Document section:

....

For this testing method, he mixed ground-up peppers with sugar-water into a solution he then gave to a panel of taste testers.
The solution was then diluted with more sugar-water until the mixture was no longer spicy to the tasting panel.
peppers were assigned a heat level based on the number of dilutions needed to absolve the spiciness. These values are called Scoville Heat Units – or SHUs.
SHUs don’t just measure the spiciness of peppers though. They also apply to anything that is derived from peppers too, such as hot sauces or powders.
The Scoville Scale rating measures the concentration of capsaicin that produces the heat sensation on our tongues.
Capsaicin and other capsaicinoid chemicals occur naturally in all peppers, creating unique tastes and heat levels amongst varieties.
How do some of the most common peppers measure on the Scoville Scale?
Spicy peppers are remarkably complex and come in multiple flavor and heat variations.

....

Stored rows:
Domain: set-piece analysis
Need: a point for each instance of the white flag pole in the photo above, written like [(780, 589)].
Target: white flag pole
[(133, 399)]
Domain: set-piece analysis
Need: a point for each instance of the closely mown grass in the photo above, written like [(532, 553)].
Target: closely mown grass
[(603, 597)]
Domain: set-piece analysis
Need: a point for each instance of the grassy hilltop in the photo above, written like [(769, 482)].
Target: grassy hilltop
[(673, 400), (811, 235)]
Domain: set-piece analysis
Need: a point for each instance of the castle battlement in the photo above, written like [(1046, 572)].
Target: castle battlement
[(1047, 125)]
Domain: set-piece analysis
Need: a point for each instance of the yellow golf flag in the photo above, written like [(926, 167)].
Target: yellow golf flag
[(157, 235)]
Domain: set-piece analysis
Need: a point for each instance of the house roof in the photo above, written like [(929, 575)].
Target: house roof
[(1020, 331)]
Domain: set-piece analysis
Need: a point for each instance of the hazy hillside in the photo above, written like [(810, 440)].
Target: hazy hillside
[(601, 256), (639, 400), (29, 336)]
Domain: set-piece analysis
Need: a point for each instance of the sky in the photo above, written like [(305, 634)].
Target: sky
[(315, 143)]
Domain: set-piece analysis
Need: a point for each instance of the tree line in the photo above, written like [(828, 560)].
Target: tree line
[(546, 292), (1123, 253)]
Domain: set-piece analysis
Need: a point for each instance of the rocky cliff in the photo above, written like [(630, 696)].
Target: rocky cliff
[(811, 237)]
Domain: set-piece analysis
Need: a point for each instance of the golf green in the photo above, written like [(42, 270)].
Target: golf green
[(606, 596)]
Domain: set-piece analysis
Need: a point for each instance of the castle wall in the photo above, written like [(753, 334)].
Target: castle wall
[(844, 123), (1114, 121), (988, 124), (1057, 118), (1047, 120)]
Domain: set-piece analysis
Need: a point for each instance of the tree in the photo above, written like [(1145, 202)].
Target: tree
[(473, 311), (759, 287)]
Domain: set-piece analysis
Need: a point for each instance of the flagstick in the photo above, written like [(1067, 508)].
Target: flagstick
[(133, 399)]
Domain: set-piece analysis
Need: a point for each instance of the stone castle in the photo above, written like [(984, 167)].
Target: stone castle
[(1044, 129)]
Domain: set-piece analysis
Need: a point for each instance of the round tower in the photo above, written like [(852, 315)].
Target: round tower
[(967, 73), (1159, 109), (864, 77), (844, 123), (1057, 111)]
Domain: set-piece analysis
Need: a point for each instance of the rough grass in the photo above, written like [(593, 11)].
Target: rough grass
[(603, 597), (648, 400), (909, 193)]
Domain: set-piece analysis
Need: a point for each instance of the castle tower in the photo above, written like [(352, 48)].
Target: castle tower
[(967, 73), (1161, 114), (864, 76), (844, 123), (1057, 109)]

....

Instructions:
a) According to the Scoville Scale text, what does the Scoville Scale rating measure?
b) List, in order, the steps of the pepper testing method described in the Scoville Scale text.

Answers to the problems:
a) It measures the concentration of capsaicin that produces the heat sensation on our tongues.

b)
1. Ground-up peppers were mixed with sugar-water into a solution.
2. The solution was given to a panel of taste testers.
3. The solution was diluted with more sugar-water until the mixture was no longer spicy to the tasting panel.
4. Peppers were assigned a heat level based on the number of dilutions needed to absolve the spiciness.